**What you need to do**
Print the data verbatim. Leave every image out.

**Data for review**
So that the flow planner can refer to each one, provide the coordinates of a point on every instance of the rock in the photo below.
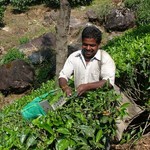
(45, 41)
(16, 77)
(119, 20)
(92, 16)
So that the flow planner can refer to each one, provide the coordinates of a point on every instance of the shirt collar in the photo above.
(97, 55)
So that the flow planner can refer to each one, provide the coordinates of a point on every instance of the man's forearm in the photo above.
(63, 83)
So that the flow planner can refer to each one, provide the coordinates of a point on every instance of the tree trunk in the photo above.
(61, 36)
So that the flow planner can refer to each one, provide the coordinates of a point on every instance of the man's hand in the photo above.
(82, 89)
(67, 90)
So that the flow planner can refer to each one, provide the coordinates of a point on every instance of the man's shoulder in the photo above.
(76, 53)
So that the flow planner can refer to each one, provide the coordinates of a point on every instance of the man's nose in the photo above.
(88, 47)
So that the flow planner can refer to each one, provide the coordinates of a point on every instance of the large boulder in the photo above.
(16, 77)
(45, 41)
(119, 20)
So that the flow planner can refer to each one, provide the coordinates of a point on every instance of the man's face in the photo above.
(89, 48)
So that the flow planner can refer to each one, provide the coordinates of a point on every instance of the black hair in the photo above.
(92, 32)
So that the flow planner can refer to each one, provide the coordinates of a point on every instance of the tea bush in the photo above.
(131, 53)
(82, 123)
(141, 9)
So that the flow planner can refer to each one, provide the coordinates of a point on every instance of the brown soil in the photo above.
(29, 25)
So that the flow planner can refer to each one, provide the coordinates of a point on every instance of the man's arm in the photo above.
(64, 86)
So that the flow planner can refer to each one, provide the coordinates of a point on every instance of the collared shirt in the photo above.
(100, 66)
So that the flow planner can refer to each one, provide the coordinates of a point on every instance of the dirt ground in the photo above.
(30, 25)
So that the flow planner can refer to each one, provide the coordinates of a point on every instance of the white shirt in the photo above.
(76, 65)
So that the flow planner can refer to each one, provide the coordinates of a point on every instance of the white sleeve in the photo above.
(67, 70)
(108, 68)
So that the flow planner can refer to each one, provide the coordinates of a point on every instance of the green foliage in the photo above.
(21, 5)
(11, 55)
(131, 54)
(73, 3)
(102, 9)
(82, 123)
(2, 10)
(24, 40)
(141, 9)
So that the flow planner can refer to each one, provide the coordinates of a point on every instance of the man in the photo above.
(91, 67)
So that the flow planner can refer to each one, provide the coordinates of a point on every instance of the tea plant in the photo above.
(131, 55)
(82, 123)
(141, 9)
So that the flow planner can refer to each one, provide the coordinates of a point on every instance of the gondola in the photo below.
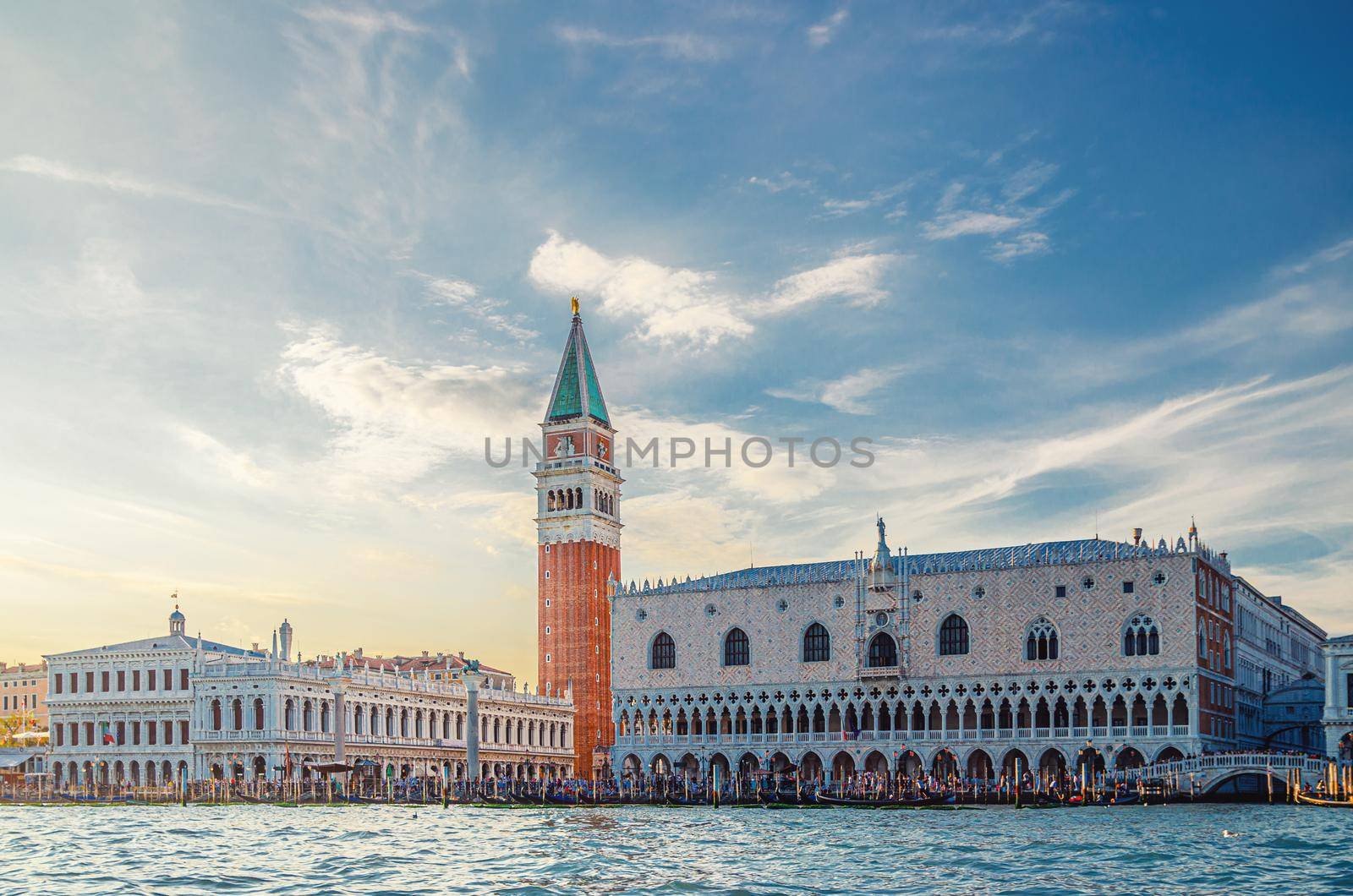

**Answer to this task**
So that the flow planner can refer to each one, provide the coordinates of a point on every instance of the rock in the photo below.
(45, 41)
(16, 77)
(119, 20)
(92, 16)
So that the flow planner can refer to each one, provide the coordinates of a point on every instance of the shirt collar in the photo above.
(97, 55)
So that the flow planner can refer to each one, provide the coordinates of a point on every instance of the man's forearm in the photo above.
(63, 83)
So that the flow planner can refer to each one, provide the coordinates of a point on every instance of the tree trunk in the photo above.
(61, 36)
So that the flow planner can refer to each one, provide the coordinates of a point on every instance of the man's hand in the photo above.
(82, 89)
(67, 90)
So that the flow planner can refer to each one, provide the coordinates of a point on every instance of the man's shoulder in the photo above.
(76, 53)
So that the flow planner can refer to each one, provide the coordinates of a point on every instance of the man's nose in the photo above.
(88, 47)
So that the flow planner can refer to each one, provide the coordinates of a point on every instance of the large boulder in the photo above.
(16, 77)
(45, 41)
(119, 20)
So that the flow planner can refer to each one, provide the coordinates of a point on every instance of the man's face in the photo above.
(89, 48)
So that the flow planner can refer to each one, provide the coordinates of a point on every instance of the black hair in the photo above.
(92, 32)
So that the flow planner can refer to each one, provide the coordinates of a point on every instance of the tea bush in the photo above.
(131, 53)
(82, 123)
(141, 9)
So that the flow planner can refer to each one, provide the coordinates of a point on every instance of the brown soil in the photo above.
(29, 25)
So that the flow planner can refer to each one, provide the coordinates of a point on every instance of the man's arm in the photo above.
(64, 86)
So that the flow planner can refer to each one, provide the coordinates of a point on every instance of the collared shirt in the photo above.
(100, 66)
So that the flow planner can refer to each one, provide the coordinates of a point on every instance of the dirt ground in the photo above.
(30, 25)
So that the flow planner can refer to each one, provide the coordinates of a point on every instance of the white shirt in the photo above.
(76, 65)
So that the flow planner can refer to each one, provide the coordinates of a point on every instance of the white sleeve in the photo above.
(67, 70)
(108, 68)
So that the flow planner can refer to each one, provide the coordinates of a point on every instance of the green foliage in the photo above.
(21, 5)
(11, 55)
(131, 54)
(73, 3)
(102, 9)
(82, 123)
(2, 10)
(24, 40)
(141, 9)
So that the flow planner can refer to each one, provide the coordinates of a point on every instance of the man in the photo above.
(91, 67)
So that the flow planner can refer to each one, provide the coordinates of a point on every instance of the tea plant in the photo above.
(131, 55)
(82, 123)
(141, 9)
So that the flow planner can refer to each one, provide the coordinates of a point on every instance of the gondola in the photo below.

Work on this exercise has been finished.